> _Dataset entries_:

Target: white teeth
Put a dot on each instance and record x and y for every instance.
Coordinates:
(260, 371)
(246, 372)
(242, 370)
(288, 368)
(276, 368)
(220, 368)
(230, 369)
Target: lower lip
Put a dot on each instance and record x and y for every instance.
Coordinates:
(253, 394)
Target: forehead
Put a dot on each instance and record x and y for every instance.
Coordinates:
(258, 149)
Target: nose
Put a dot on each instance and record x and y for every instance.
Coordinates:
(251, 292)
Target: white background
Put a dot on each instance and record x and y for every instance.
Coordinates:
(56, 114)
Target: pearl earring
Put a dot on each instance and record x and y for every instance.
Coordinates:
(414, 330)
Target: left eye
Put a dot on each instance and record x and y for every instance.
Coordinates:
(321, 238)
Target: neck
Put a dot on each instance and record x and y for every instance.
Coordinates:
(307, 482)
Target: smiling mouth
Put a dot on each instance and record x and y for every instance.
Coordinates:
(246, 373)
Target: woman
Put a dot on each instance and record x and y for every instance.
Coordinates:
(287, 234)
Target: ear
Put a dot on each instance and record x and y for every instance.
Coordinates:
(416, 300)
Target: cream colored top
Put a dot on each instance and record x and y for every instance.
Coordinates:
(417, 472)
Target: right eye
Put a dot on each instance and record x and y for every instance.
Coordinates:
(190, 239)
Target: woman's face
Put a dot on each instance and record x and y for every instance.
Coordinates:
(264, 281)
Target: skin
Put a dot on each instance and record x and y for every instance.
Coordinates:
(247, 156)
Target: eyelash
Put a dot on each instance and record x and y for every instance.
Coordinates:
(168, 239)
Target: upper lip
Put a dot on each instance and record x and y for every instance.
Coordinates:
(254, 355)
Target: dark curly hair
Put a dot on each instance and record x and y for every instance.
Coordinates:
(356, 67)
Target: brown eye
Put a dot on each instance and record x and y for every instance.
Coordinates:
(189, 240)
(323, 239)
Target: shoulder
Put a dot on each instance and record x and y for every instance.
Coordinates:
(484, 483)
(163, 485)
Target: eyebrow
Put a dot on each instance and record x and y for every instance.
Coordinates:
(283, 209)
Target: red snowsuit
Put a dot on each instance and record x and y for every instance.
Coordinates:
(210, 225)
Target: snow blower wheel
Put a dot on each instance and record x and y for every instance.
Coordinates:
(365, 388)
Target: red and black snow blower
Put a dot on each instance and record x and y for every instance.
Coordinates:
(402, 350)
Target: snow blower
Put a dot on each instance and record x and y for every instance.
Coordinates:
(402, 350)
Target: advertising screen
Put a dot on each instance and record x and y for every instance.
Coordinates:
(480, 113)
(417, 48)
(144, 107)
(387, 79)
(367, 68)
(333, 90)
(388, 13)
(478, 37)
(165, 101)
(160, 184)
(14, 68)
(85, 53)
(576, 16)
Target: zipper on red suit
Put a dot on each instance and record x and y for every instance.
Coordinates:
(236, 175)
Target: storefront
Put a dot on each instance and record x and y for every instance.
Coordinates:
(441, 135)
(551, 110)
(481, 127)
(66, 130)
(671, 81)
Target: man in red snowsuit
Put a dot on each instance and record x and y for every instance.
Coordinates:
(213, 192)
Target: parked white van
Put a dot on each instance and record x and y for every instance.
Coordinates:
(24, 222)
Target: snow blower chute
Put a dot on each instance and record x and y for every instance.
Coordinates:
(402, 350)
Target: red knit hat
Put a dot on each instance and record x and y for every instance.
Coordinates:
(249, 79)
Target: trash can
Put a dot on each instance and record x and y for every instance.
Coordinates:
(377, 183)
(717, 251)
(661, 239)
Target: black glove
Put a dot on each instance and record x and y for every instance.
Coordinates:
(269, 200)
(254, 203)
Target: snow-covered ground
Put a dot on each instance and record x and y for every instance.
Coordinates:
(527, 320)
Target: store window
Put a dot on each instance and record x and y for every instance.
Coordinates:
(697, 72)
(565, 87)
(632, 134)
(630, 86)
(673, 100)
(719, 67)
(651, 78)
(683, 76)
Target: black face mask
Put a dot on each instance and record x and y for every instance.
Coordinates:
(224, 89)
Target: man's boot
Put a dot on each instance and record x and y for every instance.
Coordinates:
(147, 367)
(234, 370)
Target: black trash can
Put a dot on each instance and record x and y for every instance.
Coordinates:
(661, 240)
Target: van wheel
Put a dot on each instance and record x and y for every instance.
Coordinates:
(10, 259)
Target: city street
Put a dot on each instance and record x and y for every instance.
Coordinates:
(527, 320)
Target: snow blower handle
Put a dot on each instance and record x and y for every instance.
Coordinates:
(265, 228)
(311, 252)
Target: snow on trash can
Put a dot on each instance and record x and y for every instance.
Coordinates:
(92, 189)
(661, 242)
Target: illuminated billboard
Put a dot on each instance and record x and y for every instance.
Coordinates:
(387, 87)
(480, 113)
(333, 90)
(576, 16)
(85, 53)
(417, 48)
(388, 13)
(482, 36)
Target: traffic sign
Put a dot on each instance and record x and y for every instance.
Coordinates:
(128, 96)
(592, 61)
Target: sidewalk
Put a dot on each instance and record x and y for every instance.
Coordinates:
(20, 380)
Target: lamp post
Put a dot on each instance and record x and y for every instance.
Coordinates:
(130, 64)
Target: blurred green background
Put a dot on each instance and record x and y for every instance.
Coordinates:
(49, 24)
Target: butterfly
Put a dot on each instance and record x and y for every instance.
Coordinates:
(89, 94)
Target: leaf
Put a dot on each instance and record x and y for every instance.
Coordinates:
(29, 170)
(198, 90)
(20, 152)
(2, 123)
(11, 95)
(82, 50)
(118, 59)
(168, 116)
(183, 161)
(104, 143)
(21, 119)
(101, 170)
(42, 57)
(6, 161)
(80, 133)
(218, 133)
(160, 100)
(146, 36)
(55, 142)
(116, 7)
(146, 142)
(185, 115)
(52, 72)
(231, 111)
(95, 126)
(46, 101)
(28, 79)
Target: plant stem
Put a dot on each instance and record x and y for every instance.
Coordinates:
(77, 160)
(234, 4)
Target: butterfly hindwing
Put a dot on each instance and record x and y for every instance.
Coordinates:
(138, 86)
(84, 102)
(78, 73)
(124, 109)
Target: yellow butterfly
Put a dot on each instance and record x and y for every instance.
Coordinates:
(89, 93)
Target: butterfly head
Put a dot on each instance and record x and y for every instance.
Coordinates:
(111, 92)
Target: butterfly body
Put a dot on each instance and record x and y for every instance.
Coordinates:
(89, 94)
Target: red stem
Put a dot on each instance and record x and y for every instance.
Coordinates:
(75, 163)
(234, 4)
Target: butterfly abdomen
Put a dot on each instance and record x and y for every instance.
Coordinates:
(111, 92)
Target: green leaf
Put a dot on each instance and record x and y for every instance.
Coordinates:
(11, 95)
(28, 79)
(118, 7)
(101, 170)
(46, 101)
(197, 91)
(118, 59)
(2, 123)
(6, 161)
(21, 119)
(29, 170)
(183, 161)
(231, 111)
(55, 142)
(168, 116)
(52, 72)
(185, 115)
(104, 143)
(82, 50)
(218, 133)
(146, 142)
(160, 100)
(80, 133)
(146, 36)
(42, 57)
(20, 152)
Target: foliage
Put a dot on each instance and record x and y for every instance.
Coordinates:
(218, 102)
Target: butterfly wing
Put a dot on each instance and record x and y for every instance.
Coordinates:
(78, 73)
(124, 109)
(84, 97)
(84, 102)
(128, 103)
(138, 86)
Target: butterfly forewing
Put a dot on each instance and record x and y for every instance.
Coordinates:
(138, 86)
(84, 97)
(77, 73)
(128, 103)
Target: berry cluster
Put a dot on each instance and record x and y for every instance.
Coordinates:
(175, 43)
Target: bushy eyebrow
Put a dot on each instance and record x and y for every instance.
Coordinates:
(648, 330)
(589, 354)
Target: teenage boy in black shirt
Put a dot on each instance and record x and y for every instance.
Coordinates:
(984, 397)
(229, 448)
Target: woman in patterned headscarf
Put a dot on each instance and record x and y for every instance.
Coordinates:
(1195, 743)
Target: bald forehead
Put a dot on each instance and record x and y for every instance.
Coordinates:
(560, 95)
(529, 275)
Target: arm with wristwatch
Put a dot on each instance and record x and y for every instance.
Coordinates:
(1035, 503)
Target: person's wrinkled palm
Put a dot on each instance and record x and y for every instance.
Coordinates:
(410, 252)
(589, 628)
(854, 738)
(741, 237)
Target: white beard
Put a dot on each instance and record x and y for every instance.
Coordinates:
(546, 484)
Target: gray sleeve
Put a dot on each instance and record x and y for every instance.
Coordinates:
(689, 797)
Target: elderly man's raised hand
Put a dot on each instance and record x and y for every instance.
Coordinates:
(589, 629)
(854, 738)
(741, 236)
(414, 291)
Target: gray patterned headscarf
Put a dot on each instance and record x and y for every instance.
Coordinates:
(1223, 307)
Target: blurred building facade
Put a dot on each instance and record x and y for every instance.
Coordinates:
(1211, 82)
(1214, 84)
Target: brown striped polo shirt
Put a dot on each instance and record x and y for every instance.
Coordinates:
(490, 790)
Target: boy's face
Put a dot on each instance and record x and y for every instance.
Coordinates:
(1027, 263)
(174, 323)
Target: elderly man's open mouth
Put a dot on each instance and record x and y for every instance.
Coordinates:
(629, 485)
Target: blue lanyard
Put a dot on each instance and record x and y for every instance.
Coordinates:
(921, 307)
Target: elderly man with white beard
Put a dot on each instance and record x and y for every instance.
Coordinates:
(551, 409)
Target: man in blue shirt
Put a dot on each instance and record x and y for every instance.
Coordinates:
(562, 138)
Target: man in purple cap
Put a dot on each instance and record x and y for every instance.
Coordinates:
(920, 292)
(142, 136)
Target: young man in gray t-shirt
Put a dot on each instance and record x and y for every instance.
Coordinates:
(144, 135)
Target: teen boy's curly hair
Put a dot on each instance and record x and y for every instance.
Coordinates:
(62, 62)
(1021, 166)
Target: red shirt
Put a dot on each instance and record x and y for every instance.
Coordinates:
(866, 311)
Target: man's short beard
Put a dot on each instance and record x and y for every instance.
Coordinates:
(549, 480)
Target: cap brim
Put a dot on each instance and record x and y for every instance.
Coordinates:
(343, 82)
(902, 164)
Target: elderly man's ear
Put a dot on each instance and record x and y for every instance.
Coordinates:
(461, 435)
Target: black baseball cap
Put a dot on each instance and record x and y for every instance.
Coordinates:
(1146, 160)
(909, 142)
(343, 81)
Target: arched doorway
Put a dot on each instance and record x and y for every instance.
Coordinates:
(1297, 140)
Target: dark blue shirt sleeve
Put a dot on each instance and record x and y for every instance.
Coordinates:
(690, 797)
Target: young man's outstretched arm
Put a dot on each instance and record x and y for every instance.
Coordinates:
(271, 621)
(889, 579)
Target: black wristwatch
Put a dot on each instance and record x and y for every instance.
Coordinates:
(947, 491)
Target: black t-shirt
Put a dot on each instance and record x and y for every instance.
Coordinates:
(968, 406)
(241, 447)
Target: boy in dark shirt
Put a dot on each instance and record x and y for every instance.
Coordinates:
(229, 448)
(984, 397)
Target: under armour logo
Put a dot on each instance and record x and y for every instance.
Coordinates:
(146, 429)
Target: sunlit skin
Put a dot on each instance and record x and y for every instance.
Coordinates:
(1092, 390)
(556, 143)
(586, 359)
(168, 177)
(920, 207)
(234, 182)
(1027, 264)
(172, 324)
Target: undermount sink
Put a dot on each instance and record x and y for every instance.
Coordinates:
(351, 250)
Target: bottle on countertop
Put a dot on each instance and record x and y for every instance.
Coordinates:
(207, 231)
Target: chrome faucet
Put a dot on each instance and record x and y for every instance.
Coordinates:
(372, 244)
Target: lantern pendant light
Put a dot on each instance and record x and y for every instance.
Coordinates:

> _Aim of the task_: Read the records above. Show each line that has the string "blower".

> _Exercise output_:
Target: snow blower wheel
Target: red and black snow blower
Target: snow blower
Target: snow blower chute
Target: snow blower handle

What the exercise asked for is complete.